Region pointing data
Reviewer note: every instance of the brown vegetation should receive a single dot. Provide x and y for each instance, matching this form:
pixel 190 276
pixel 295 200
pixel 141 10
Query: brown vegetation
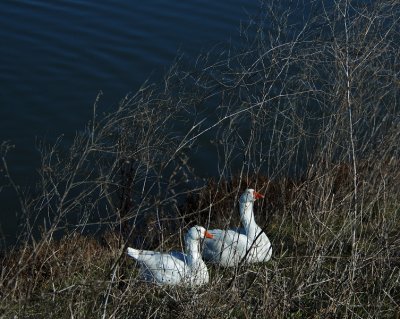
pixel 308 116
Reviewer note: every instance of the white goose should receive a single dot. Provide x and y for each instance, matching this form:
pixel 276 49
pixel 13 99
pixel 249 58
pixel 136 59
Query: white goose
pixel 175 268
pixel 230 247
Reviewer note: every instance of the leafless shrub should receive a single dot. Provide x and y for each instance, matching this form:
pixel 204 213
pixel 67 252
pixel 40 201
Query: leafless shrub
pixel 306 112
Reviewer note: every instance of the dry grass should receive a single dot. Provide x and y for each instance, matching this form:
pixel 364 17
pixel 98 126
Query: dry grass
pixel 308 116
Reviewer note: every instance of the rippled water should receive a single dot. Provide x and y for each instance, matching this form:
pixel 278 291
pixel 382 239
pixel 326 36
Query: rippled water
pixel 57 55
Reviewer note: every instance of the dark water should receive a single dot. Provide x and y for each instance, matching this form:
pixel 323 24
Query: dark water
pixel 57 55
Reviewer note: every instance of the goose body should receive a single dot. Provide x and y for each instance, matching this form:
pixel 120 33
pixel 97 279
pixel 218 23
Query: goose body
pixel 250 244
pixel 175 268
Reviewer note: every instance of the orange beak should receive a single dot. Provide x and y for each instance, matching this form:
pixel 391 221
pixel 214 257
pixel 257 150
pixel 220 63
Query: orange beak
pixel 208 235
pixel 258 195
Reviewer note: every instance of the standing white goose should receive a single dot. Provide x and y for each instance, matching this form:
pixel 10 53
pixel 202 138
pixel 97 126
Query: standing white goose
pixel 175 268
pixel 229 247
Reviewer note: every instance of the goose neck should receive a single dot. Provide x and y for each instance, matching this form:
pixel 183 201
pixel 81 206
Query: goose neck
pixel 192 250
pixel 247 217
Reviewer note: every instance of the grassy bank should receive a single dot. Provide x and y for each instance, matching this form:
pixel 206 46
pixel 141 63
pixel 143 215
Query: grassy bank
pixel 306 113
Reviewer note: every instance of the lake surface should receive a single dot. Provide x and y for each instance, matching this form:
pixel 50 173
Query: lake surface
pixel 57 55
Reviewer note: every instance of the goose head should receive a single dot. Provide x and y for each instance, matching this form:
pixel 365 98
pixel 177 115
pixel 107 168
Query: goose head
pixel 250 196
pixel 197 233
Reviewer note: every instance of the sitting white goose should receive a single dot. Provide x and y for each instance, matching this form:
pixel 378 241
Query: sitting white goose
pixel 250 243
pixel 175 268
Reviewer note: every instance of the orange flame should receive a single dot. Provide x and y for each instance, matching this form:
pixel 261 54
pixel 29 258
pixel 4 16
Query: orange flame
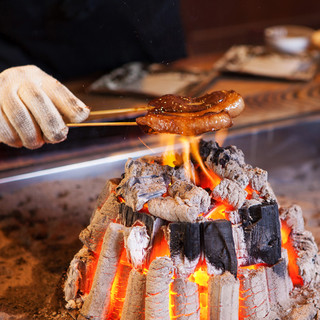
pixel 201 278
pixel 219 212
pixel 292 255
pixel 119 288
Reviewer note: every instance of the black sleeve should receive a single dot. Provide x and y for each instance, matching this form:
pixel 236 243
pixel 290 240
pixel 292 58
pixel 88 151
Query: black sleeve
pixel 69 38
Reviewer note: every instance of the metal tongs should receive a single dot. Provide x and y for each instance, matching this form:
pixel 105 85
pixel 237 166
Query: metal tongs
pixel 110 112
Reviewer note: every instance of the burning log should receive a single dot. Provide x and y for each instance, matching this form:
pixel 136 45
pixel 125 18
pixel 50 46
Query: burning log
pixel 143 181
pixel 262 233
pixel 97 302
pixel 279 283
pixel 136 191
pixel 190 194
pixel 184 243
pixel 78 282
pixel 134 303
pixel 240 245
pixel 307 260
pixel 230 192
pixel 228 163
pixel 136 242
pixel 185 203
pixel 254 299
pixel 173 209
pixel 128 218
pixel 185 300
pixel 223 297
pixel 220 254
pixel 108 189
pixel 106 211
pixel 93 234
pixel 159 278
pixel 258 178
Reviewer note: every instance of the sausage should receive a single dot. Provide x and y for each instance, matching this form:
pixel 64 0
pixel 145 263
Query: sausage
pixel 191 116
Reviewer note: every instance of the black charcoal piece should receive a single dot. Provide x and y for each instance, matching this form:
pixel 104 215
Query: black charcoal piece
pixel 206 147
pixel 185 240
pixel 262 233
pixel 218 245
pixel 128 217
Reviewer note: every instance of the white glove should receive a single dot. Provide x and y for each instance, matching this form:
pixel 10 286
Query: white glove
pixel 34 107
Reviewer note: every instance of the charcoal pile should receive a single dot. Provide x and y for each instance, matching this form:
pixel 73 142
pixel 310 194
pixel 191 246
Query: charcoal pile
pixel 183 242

Exercise: Produce an exact copy of each line from the one holding "Reviewer note: every instance of the sausage" through the last line of the records, both included, and nothing more.

Solution for this problem:
Reviewer note: every instance of the sausage should receive a single dot. Provide x and y for each instance, matching this form:
pixel 64 0
pixel 145 263
Query: sausage
pixel 191 116
Reviewer note: every instance of the black charcoal piece should receive a single dot. Provide x and y for each instance, matching this form:
pixel 104 215
Query: black charcoal piece
pixel 206 147
pixel 185 240
pixel 262 233
pixel 218 245
pixel 128 217
Reviewer note: every instance of the white glove should receive a single dot. Provide x and y for each instance, matching this form:
pixel 10 286
Query: white glove
pixel 34 107
Reviewer note: every instance of the charcoal pile should receive a single dot. Provide x and y for each instance, matching this form:
pixel 73 142
pixel 310 194
pixel 191 246
Query: charcoal pile
pixel 183 242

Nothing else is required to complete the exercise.